=== 本文 ===
***

基地による健康被害は明らか 辺野古新基地にNO!をつきつけよう 来年1月沖縄・名護市長選
来年1月25日の名護市長選挙は、沖縄と日本の平和に大きな影響のある選挙です。全日本民医連は、沖縄民医連の要請を受け、辺野古新基地建設に反対を表明している、翁長クミコさんの支援を決定。翁長さんと、沖縄民医連会長の嘉陽真美さん(医師)に、この選挙をたたかう意味を聞きました。(松本宣行記者)
犠牲を強いるシステム
沖縄・名護市と宜野座村には、キャンプ・シュワブ(海兵隊駐屯地)がすでにあります。新基地建設の計画は、宜野湾市の普天間基地を移設するという名目です。
翁長さんは「駐屯地から基地への拡大は、規模がけた違い。沖縄は民間地でも軍用機が頭上を飛行し、平穏にくらすことはできない」と、名護の空を見上げます。
日本政府は辺野古移設が唯一の解決策であるという方針を堅持していますが、本土が沖縄に米軍基地を押し付けている格好で、中央政府による、犠牲を強いるシステムとも言えます。
翁長さんは「米軍機の爆音で子どもが眠れず、母親が産後うつになる。この現実を悪化させるのか。県民投票で民意はしめされている」と憤りをかくしません。
沖縄をふくむ南西諸島での軍事化の進行に、翁長さんは「自衛隊は災害時に頼りにする存在だった。それがいま、政府の方針で、戦争に加担する方向になっている」と表情をくもらせます。
再編交付金に依存しない市政
米軍基地の再編交付金は、政府の意向に自治体を従わせるものですが、翁長さんはこれに頼らない市政をめざすと言います。

***

=== データ ===
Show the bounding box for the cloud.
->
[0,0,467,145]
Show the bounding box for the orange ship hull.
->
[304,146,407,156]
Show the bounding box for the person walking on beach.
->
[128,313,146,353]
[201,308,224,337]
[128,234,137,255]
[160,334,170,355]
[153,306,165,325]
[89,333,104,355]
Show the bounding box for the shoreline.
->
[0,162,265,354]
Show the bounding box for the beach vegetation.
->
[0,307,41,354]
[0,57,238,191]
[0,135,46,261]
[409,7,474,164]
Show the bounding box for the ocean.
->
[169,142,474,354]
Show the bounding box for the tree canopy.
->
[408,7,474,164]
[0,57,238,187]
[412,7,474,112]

***

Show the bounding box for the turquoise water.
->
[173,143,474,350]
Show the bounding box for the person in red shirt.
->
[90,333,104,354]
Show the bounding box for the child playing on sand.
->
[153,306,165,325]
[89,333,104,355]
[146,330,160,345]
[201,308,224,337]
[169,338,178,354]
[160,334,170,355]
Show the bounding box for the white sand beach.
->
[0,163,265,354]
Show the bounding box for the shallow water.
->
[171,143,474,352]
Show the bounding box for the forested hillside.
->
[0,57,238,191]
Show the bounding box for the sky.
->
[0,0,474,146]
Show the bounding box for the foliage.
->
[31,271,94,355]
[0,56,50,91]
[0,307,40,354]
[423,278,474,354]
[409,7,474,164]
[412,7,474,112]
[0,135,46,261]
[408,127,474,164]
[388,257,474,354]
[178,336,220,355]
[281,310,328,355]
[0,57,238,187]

***

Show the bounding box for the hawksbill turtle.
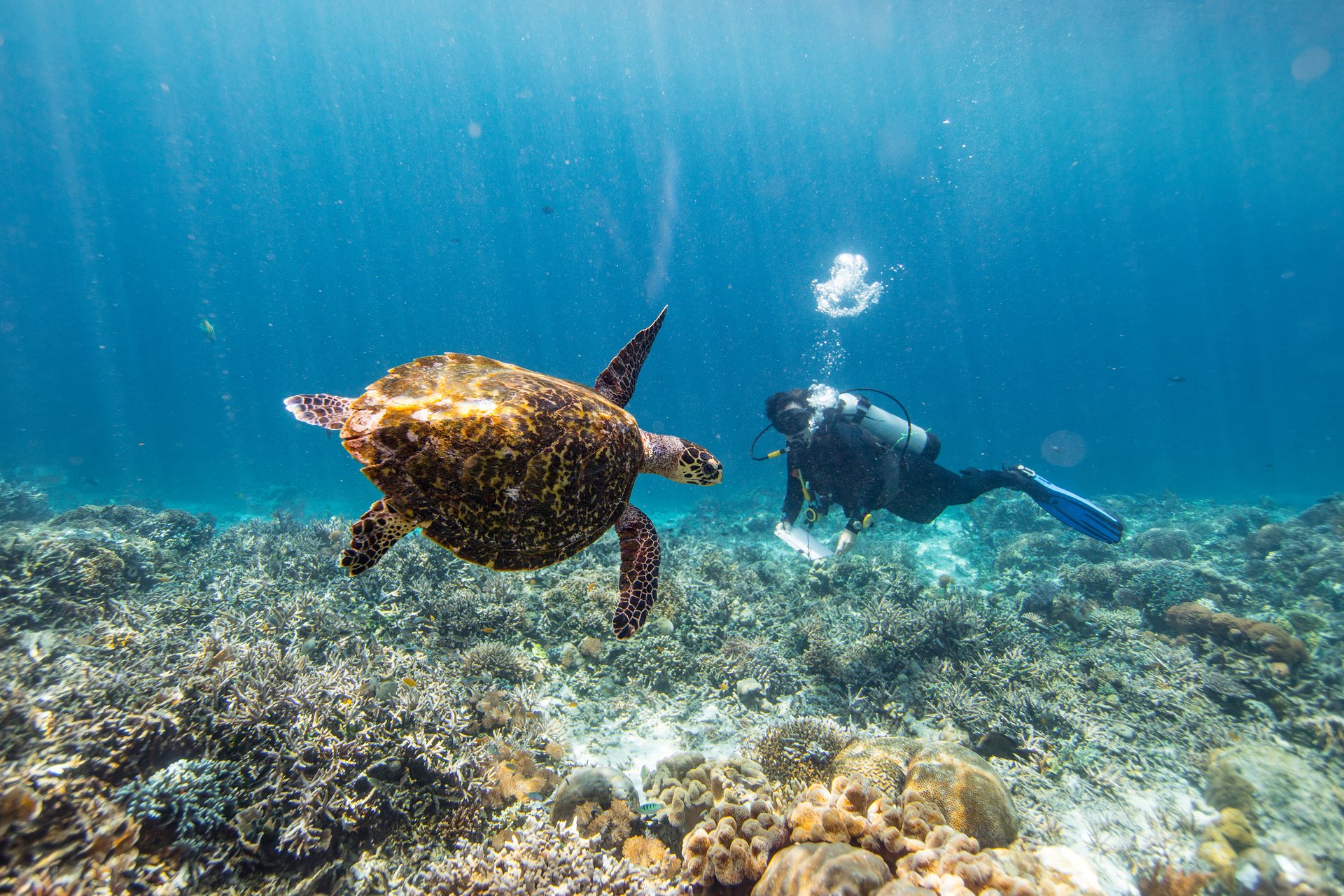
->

***

=== 取り組む課題 ===
1. 名護市長選の記事について、次の問いに答えてください。
(a) 名護市長選挙は何月何日に行われますか。
(b) 名護市と宜野座村にすでにある米軍施設は何ですか。
(c) 翁長さんは、何に頼らない市政をめざすと言っていますか。
2. 名護市長選の記事で「来年1月25日の名護市長選挙は」で始まる段落を、主な事実を残して箇条書きにまとめてもらえますか。
3. 名護市長選の記事を、最後の文の後から書き継いでください。

=== 回答一覧 ===
1.
(a) 来年1月25日
(b) キャンプ・シュワブ（海兵隊駐屯地）
(c) 米軍基地の再編交付金

2.
・来年1月25日の名護市長選挙は、沖縄と日本の平和に大きな影響のある選挙である。
・全日本民医連は沖縄民医連の要請を受け、辺野古新基地建設に反対を表明している翁長クミコさんの支援を決定した。
・翁長さんと沖縄民医連会長の嘉陽真美さん（医師）に、この選挙をたたかう意味を聞いた（松本宣行記者）。

3.
沖縄の課題のひとつ、若年妊娠は、妊婦の支援、産後ケアが求められます。しかし、名護市の分娩施設は2カ所。翁長さんは「自宅出産する人たちを支援し、安全と安心を確保したい。そのためには助産院などの整備が必要」と構想を語ります。生まれてきた子どもと親が名護でくらしやすいように、現市長が基地受け入れの見返りに、再編交付金ではじめた無償化(子ども医療費・学校給食・保育料)を一般財源で実現したいと力を込めます。これらは稲嶺進さん(元名護市長)の時代に、一部は一般財源で実現し、再編交付金がなくてもできることです。また、地域で子育てをすすめるために「ゆいまーる(助け合い)」を大切にしたいと語ります。名護市は基幹病院の統廃合がねらわれており、福祉の拡充が必要です。「名護にはケアワーカーが必要。ケアワーカーの処遇を改善し、住民が介護離職せず、働き続けられるまちづくりをすすめる」と訴えます。翁長さんは「全国のいのちをまもるケアワーカーのみなさんの力を貸してほしい」と結びました。
基地への依存度が加速
嘉陽さんは「現市政は基地の交付金に頼っていて、一見よくなっているように見えるかもしれないが、基地への依存度が高くなっている」と警鐘を鳴らしました。
軍用機が発する爆音のもとでくらす人たちは、睡眠障害、頭痛、耳鳴り、圧迫感で苦しんでいます。嘉陽さんは「低出生体重児の出生率も、関係が判明している。基地による健康被害は明らか」と。
沖縄は移住先として人気がありますが、嘉陽さんは医師として懸念していることがあります。「移住者で子育て中の人たちには地域社会とのかかわりがない人もいる。自治体による産後ケアの差をなくし、より充実したケアを実現してほしい」と期待を語りました。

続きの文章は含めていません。